=== MATERIAL SUPPLIED ===

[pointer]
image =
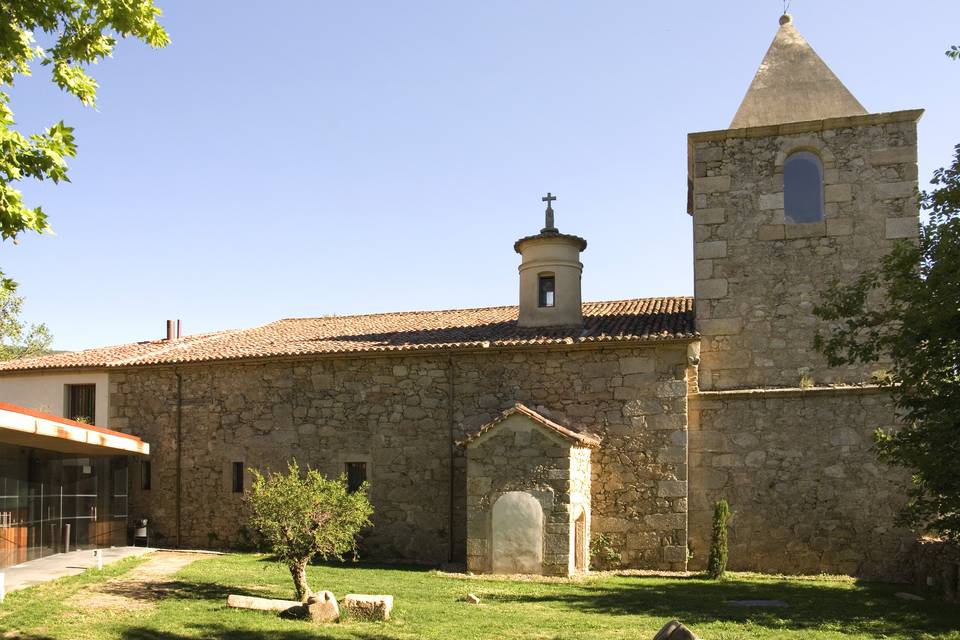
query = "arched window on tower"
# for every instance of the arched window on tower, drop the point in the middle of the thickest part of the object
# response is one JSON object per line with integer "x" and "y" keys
{"x": 803, "y": 188}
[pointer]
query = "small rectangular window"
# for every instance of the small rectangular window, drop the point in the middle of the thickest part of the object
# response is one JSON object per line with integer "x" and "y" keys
{"x": 547, "y": 291}
{"x": 145, "y": 474}
{"x": 238, "y": 477}
{"x": 81, "y": 402}
{"x": 356, "y": 475}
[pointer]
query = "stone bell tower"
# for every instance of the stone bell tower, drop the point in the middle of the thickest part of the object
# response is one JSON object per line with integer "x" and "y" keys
{"x": 550, "y": 271}
{"x": 804, "y": 189}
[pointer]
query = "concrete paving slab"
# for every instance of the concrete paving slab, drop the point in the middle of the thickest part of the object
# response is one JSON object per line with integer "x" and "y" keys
{"x": 60, "y": 565}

===

◆ WHAT IS ASKED
Rewrite every line of the listing above as a numbered list, omitting blank lines and leaving out the pictures.

◆ WORKED SOLUTION
1. [pointer]
2. image =
3. query = "arched window on tower"
4. # for every instance of the arched window on tower, drop the point in the middle of the thickest part of the object
5. # response is one JSON object per line with integer "x" and "y" keys
6. {"x": 803, "y": 188}
7. [pointer]
8. query = "small rectangular window"
9. # for every instance of the small rectangular window, drop the point in the middle of the thickest part of the object
10. # response is one JSON object per line with integer "x" and "y" keys
11. {"x": 547, "y": 291}
12. {"x": 145, "y": 474}
13. {"x": 238, "y": 477}
14. {"x": 81, "y": 402}
15. {"x": 356, "y": 475}
16. [pointer]
17. query = "stone bell tower"
18. # for every instance of the stone bell tower, drop the point in the middle of the thickest part of the object
19. # response is one JSON object per line with integer "x" and "y" keys
20. {"x": 550, "y": 271}
21. {"x": 804, "y": 189}
22. [pointer]
23. query = "concrete paving slab"
24. # for every instance of the concrete paving slab, drop the point in the middle of the thickest part of the object
25. # response is one JSON object per line with integer "x" and "y" keys
26. {"x": 60, "y": 565}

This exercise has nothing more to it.